# [Problem requirements]
All of the data needs to be reproduced with no alterations.

# [Supplied records]
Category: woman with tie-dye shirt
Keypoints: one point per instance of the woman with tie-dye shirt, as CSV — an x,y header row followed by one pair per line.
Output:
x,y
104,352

# [Result of this exercise]
Category: woman with tie-dye shirt
Keypoints: one point per instance of the woman with tie-dye shirt, as CSV — an x,y header row followed by one pair per line.
Output:
x,y
104,352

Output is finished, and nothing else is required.